-------- Selected excerpt --------

Studio album by Teenage Fanclub
- Released: 23 October 2000
- Recorded: August 1999 – March 2000
- Studio: Rockfield, Wales; Astoria, London
- Genre: Power pop, Americana
- Length: 48:09
- Label: Columbia
- Producer: Teenage Fanclub

Teenage Fanclub chronology
| Songs from Northern Britain (1997) | Howdy! (2000) | Words of Wisdom and Hope (2002) |

Singles from Howdy!
- "I Need Direction" Released: 16 October 2000; "Dumb Dumb Dumb" Released: 16 April 2001;

= Howdy! (Teenage Fanclub album) =

Howdy! is the seventh studio album by Scottish rock band Teenage Fanclub, released on 23 October 2000 through Columbia Records. With the addition of keyboardist Finlay MacDonald, the band wrote new material, eventually debuting some of it live in early 1999. Following this, they recorded their next album at Rockfield Studios in Wales, as well as Astoria in London, between August 1999 and March 2000. Shortly afterwards, drummer Paul Quinn left the band and was replaced by Francis MacDonald. Howdy! is an Americana and power pop album, recalling the work of the Hollies.

Howdy! received generally favourable from critics, with many praising the songwriting. The album reached number eight in Scotland and number 33 in the United Kingdom, where "I Need Direction" peaked at number 48. After signing to Columbia Records, Teenage Fanclub played a variety of festivals in Spain, Japan and the United Kingdom, leading up to the release of the album's lead single, "I Need Direction", in October 2000. That same month, the band toured the UK with support from Suckle. "Dumb Dumb Dumb" was released as the album's second single, coinciding with a tour of mainland Europe and a stint in the United States. Howdy! saw release in that territory in early 2002.

==Background and recording==
Teenage Fanclub released their sixth studio album Songs from Northern Britain through Creation Records in 1997, peaking at number three in the UK Albums Chart. All three of its singles – "Ain't That Enough", "I Don't Want Control of You" and "Start Again" – appeared on the UK Singles Chart, with "Ain't That Enough" peaking the highest at number 17. By the end of the year, former BMX Bandits keyboardist Finlay MacDonald formally joined Teenage Fanclub, having spent the previous six months on tour with them. Bassist Gerard Love said the band were in the planning stage for their next album; he said they wanted to record it across various studios in separate batches, in lieu of recording all of the songs in one location.

--------

Complete the following
[a] In the Howdy! article, who replaced drummer Paul Quinn after the recording sessions?
[b] Reproduce the passage of the Howdy! article from "Studio album by Teenage" up to and including "Singles from Howdy!".

-------- Entries shown --------

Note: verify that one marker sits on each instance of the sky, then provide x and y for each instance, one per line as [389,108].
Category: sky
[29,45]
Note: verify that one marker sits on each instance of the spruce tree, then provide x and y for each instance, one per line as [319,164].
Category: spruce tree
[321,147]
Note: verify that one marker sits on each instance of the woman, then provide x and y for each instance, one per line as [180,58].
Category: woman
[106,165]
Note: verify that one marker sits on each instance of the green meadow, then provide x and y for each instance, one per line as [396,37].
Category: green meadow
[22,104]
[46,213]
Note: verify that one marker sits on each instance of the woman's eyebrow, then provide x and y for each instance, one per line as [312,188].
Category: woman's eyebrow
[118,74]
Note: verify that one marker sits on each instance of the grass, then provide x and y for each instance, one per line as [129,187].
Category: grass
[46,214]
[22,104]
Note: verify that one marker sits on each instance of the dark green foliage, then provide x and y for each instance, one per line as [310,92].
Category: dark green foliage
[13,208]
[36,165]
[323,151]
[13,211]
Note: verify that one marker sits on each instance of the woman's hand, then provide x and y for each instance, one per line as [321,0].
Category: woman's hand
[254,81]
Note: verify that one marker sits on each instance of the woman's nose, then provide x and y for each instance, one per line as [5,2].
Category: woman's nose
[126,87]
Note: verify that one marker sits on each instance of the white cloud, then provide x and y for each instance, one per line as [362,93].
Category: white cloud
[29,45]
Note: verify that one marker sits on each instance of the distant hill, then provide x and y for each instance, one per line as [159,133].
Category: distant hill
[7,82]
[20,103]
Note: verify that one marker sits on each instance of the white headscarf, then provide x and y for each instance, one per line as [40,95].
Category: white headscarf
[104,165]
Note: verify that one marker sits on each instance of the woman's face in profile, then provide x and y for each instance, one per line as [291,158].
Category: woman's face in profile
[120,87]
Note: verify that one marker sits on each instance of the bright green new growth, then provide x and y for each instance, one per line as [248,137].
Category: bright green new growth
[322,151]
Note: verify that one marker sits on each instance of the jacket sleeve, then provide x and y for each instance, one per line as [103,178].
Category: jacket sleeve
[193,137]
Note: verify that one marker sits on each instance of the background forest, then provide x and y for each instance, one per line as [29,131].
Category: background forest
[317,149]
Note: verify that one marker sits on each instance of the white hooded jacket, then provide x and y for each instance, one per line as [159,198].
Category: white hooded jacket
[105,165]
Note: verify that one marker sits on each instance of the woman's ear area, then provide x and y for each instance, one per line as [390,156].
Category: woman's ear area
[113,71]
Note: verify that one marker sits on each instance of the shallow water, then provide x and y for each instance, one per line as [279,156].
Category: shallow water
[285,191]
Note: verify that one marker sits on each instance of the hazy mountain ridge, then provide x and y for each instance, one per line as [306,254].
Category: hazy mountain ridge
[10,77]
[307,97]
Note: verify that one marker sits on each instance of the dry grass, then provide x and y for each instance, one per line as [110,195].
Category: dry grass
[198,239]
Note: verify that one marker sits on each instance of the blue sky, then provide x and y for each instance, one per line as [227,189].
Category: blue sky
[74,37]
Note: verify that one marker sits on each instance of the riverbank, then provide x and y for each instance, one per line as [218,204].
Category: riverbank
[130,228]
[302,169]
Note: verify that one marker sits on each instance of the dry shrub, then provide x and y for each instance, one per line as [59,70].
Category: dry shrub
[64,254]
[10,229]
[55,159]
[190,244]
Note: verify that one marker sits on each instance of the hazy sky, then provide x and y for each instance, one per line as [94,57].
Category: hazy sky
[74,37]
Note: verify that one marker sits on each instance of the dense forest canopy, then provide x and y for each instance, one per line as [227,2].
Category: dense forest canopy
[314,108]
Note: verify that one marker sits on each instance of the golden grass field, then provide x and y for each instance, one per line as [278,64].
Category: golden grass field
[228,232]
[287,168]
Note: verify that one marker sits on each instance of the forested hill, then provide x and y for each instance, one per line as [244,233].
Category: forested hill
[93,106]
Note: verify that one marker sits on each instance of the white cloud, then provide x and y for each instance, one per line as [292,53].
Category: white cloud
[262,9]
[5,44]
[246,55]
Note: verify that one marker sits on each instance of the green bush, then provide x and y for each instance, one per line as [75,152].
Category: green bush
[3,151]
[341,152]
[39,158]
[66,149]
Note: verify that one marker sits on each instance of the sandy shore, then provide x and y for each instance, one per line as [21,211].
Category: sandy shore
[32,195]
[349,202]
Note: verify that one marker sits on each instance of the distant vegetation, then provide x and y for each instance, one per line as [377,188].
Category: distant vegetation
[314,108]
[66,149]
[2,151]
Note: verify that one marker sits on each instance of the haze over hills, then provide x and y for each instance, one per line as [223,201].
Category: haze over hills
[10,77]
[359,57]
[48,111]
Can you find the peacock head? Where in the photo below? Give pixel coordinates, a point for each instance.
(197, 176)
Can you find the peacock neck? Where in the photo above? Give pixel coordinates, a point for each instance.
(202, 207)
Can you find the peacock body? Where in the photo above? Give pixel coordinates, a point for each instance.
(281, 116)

--------

Answers to the problems
[a] Francis MacDonald

[b]
Studio album by Teenage Fanclub
- Released: 23 October 2000
- Recorded: August 1999 – March 2000
- Studio: Rockfield, Wales; Astoria, London
- Genre: Power pop, Americana
- Length: 48:09
- Label: Columbia
- Producer: Teenage Fanclub

Teenage Fanclub chronology
| Songs from Northern Britain (1997) | Howdy! (2000) | Words of Wisdom and Hope (2002) |

Singles from Howdy!